• **To do**
- A) In the essay on city life below, condense the paragraph beginning "Yes I've said most of this before" into a short bulleted list. Keep its main facts and the first-person voice.
- B) According to the essay on city life below, how long did James sell umbrellas across the street from the diner?
- C) In the essay on city life below, what reason does the writer give for repeating points they have made before, even though it makes them feel worse?

• **Document segment**
++++++++++
Yes I've said most of this before, some of it more than once, but it needs repeating until I convince myself that I've outgrown today's version of the city. That the dullness, the sameness, and all the polishing isn't for me, and neither are the new suburban transplants infected with Antisocial Personality Disorder. Just about every place I enjoyed is no more and so are the people that I enjoyed it with. While repeating this doesn't make me feel any better, while truthfully it makes me feel worse, I feel it's the only way I can overcome what has happened and assimilate into my more suburban surroundings as a person and a photographer. While technically still with in Philadelphia's borders Chestnut Hill is anything but urban and there are a fair amount of New Yorkers moving here, some for the same reasons I did, more bang for their buck even considering that most of this neighborhood is extremely wealthy, or a better place to raise their children. And no the place isn't "Instagramable".
Some people on the internet where they feel safe would question and even chastise my comments on modern city life. My favorite is "everything changes" by those who have barely left home and haven't really experienced anything. Yes things change but when that change is no longer organic and is been forced, branded and hyped, it's no longer just simple change. Inexperienced people who think like that are being commanded and brainwashed into acceptance by that $1000 device in their back pocket that's spying on them. Some are actually believing that city life before they arrived is nothing more than historical baggage but thrive off of faux appropriated versions of what came before. I would sit at Little Pete's counter and stare at them walking by the window trying to understand them and they would sometimes glance up from their phone to stare back at the sad middle age guy in bummy clothes eating at that old dirty diner in that blighted building, and what's that thing...a camera. That last part was true as it was told to me by James who sold umbrellas across the street from the diner for more than 30 years. Sometimes my contempt for these izombies turns to sadness that they'll never be able to truly experience the real city, any real city. Their entitled life of needing such a planned existence that's been curated just for them while being directed down that yellow brick road by Apple, Google, Facebook and Instagram is suicidality depressing. Gone with them are the street smarts and survival skills needed to navigate life, and the ability to think fast and deal with the unexpected.
++++++++++
• **Dataset records**
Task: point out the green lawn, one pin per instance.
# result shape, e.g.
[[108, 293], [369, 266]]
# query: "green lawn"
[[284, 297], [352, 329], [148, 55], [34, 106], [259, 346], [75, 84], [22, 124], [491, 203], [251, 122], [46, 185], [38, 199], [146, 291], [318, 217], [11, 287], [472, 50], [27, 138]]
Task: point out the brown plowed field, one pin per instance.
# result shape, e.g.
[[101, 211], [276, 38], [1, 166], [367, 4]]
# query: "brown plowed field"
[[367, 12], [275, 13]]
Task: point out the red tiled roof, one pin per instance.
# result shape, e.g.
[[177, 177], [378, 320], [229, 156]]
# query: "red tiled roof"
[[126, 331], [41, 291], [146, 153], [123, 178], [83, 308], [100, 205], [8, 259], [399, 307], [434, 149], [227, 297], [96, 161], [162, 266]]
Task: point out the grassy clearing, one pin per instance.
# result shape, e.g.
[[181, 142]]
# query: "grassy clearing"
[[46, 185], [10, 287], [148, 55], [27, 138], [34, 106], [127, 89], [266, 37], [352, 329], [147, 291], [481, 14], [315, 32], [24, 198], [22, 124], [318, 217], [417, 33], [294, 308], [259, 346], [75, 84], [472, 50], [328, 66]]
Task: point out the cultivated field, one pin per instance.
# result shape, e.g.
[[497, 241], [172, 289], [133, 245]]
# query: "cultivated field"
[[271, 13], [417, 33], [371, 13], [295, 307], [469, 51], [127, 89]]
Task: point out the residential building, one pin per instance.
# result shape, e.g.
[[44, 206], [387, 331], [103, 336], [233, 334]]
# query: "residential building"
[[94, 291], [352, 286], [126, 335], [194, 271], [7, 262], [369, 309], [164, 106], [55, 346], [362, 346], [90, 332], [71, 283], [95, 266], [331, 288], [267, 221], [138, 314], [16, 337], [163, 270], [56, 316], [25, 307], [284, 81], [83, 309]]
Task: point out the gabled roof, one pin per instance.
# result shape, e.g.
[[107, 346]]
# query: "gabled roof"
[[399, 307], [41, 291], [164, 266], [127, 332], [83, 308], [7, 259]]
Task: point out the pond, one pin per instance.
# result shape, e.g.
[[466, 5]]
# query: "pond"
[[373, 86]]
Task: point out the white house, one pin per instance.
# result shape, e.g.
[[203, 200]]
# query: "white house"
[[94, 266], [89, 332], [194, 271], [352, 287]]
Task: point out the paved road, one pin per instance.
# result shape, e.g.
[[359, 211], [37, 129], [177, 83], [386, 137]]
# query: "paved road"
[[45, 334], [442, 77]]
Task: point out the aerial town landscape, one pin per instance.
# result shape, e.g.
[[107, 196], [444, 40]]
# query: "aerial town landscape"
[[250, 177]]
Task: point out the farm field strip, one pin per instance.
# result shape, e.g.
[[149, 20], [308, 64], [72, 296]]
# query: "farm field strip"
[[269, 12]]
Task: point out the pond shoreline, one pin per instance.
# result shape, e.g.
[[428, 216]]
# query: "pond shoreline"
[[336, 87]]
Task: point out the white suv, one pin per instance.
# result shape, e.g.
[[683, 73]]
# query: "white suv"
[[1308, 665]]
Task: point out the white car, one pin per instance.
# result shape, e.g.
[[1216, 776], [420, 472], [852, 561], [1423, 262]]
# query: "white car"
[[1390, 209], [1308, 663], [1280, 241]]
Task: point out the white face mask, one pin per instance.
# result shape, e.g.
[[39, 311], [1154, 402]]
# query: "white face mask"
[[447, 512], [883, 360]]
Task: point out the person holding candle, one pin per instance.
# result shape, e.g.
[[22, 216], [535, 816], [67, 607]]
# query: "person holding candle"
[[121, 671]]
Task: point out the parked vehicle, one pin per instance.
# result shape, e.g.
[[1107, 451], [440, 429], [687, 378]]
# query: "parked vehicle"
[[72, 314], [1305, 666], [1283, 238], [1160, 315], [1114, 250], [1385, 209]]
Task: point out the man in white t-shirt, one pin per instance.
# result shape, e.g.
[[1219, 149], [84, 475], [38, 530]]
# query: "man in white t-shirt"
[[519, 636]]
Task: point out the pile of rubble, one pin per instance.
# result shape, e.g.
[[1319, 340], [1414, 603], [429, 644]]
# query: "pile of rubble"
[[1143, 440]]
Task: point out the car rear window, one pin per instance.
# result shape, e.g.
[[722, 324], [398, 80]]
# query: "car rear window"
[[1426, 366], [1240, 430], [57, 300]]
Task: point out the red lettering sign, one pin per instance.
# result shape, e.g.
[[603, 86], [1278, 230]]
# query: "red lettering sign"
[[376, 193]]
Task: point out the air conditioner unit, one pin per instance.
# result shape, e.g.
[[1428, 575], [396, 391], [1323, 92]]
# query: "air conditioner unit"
++++++++++
• **Solutions for each task**
- A)
- I repeat these points, though doing so makes me feel worse, to convince myself that I've outgrown the city as it is today.
- I find its dullness, sameness and polish unappealing, and the same goes for the new suburban transplants.
- Nearly every place I enjoyed is gone, and so are the people I enjoyed it with.
- Repeating this is the only way I can get past what happened and adjust, as a person and a photographer, to more suburban surroundings.
- Chestnut Hill is technically within Philadelphia's borders but is not urban.
- A fair number of New Yorkers are moving there. They come for more value for their money, even though the area is very wealthy, or for a better place to raise children.
- It isn't "Instagramable."

- B) He sold umbrellas there for more than 30 years.

- C) The writer feels that repeating these points is the only way to overcome what has happened. It is also the only way to assimilate into their more suburban surroundings as a person and a photographer.